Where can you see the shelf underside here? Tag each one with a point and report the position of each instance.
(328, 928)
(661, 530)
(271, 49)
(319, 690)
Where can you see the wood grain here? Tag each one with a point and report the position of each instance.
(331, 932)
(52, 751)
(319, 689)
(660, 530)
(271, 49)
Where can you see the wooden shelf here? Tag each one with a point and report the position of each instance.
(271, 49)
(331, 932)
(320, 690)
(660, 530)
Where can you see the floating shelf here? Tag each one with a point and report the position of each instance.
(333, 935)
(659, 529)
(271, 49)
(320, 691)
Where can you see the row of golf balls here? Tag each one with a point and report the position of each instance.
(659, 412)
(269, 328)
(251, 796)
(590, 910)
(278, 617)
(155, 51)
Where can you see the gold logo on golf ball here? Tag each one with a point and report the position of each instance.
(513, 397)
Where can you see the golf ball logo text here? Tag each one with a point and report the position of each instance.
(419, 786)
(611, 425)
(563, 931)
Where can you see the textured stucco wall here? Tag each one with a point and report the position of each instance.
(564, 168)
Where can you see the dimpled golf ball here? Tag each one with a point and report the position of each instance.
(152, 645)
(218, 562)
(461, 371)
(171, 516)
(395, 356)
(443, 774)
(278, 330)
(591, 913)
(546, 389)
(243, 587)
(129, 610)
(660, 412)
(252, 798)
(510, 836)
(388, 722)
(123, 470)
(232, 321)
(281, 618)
******************************
» EXERCISE DETAILS: Every entry, written out exactly, is what the response should contain.

» SOLUTION TO THIS EXERCISE:
Where can you see the shelf underside here? Tag each one with a point and report the position of each instance.
(328, 928)
(661, 530)
(271, 49)
(319, 690)
Where can you see the wood grain here? Tag each one with a point and report the position of each instance.
(331, 932)
(52, 751)
(319, 689)
(660, 530)
(271, 49)
Where can you see the wooden shelf here? Tag each one with a point and report the position of each instance.
(271, 49)
(331, 932)
(320, 690)
(660, 530)
Where can you see the floating shelf here? Tag each one with a point and report the position of each instance.
(333, 935)
(659, 529)
(271, 49)
(320, 691)
Where can you see the row of golf balls here? Tag each one with a point and report the position of each instance.
(659, 412)
(269, 328)
(251, 796)
(590, 910)
(278, 617)
(155, 51)
Where can you see the gold logo on golf ball here? Tag each one with a point and report the position of each instance.
(513, 397)
Where can you see the golf ball logo text here? Tag each one with a point and report the position of each instance.
(419, 786)
(611, 425)
(563, 931)
Where can you see the textured stucco wall here? Tag each one with a point and report the position of each instance.
(564, 168)
Where can you see the dimpled golf ball here? Tag each one with a point and report the position of each instance.
(152, 645)
(218, 562)
(461, 371)
(171, 516)
(395, 356)
(443, 774)
(278, 330)
(591, 913)
(546, 389)
(243, 587)
(129, 610)
(660, 412)
(252, 798)
(510, 836)
(388, 722)
(123, 470)
(232, 321)
(281, 618)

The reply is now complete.